Give the entries again, exactly as they stand.
THE RECORDS Block Start
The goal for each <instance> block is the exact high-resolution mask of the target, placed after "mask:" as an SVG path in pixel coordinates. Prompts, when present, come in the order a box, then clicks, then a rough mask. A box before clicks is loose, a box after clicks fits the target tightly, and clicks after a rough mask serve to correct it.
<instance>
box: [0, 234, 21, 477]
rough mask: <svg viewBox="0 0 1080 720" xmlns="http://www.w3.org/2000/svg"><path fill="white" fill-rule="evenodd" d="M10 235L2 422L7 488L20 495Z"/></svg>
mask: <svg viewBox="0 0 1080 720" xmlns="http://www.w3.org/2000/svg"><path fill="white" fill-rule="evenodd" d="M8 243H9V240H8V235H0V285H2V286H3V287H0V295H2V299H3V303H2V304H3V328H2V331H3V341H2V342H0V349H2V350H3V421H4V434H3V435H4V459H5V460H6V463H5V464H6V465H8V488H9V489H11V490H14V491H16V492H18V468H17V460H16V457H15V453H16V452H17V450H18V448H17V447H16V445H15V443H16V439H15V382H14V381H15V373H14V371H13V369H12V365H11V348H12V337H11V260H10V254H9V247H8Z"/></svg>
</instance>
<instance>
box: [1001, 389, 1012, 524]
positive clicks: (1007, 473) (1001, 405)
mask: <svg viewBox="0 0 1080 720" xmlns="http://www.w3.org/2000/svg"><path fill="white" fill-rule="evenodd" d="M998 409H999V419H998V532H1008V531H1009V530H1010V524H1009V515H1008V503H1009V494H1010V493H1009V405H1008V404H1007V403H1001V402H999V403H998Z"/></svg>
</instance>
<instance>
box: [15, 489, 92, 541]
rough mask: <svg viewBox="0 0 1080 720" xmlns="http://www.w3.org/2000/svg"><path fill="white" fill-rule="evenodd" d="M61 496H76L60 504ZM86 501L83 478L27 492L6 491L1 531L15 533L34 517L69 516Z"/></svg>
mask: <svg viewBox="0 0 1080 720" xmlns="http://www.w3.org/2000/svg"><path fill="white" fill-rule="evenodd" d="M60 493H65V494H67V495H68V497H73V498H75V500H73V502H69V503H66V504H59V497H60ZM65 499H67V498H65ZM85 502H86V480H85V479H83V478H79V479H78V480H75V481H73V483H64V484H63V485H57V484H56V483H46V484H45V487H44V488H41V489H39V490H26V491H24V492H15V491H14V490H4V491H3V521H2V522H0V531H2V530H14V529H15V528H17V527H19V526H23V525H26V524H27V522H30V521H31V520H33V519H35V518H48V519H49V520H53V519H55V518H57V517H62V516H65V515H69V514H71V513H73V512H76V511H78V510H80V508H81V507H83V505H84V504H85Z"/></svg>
THE RECORDS Block End
* RESULT FOR THIS EXERCISE
The goal for each <instance> block is the exact high-resolution mask of the target, placed after "mask:" as an SVG path in pixel coordinates. Prompts, when present, come in the order a box, then clicks, then a rough mask. A box before clicks is loose, a box after clicks fits the target tightly, and clicks after a rough mask serve to correct it.
<instance>
box: [0, 234, 21, 477]
rough mask: <svg viewBox="0 0 1080 720" xmlns="http://www.w3.org/2000/svg"><path fill="white" fill-rule="evenodd" d="M10 235L2 422L7 488L20 495Z"/></svg>
mask: <svg viewBox="0 0 1080 720" xmlns="http://www.w3.org/2000/svg"><path fill="white" fill-rule="evenodd" d="M8 243H9V240H8V235H0V285H2V286H3V287H0V295H2V299H3V303H2V304H3V328H2V331H3V341H2V342H0V349H2V350H3V421H4V434H3V435H4V459H5V460H6V463H5V464H6V465H8V488H9V489H11V490H14V491H16V492H18V468H17V460H16V457H15V453H16V452H17V450H18V448H17V447H16V445H15V443H16V439H15V382H14V381H15V373H14V371H13V369H12V365H11V348H12V337H11V260H10V254H9V247H8Z"/></svg>
</instance>
<instance>
box: [1001, 389, 1012, 524]
positive clicks: (1007, 473) (1001, 405)
mask: <svg viewBox="0 0 1080 720" xmlns="http://www.w3.org/2000/svg"><path fill="white" fill-rule="evenodd" d="M998 409H999V419H998V532H1008V531H1009V530H1010V524H1009V515H1008V503H1009V494H1010V493H1009V405H1008V404H1007V403H1001V402H999V403H998Z"/></svg>
</instance>
<instance>
box: [15, 489, 92, 541]
rough mask: <svg viewBox="0 0 1080 720" xmlns="http://www.w3.org/2000/svg"><path fill="white" fill-rule="evenodd" d="M61 496H76L60 504ZM86 501L83 478L27 492L6 491L1 531L15 533L34 517L69 516Z"/></svg>
mask: <svg viewBox="0 0 1080 720" xmlns="http://www.w3.org/2000/svg"><path fill="white" fill-rule="evenodd" d="M60 493H65V494H67V495H68V497H73V498H75V500H73V502H69V503H66V504H59V497H60ZM65 499H67V498H65ZM85 502H86V480H85V479H83V478H79V479H78V480H75V481H73V483H64V484H63V485H57V484H56V483H46V484H45V487H44V488H41V489H39V490H26V491H24V492H15V491H14V490H4V491H3V521H2V522H0V531H2V530H14V529H15V528H17V527H19V526H23V525H26V524H27V522H30V521H31V520H33V519H35V518H48V519H49V520H53V519H55V518H57V517H62V516H65V515H69V514H71V513H73V512H76V511H78V510H80V508H81V507H83V505H84V504H85Z"/></svg>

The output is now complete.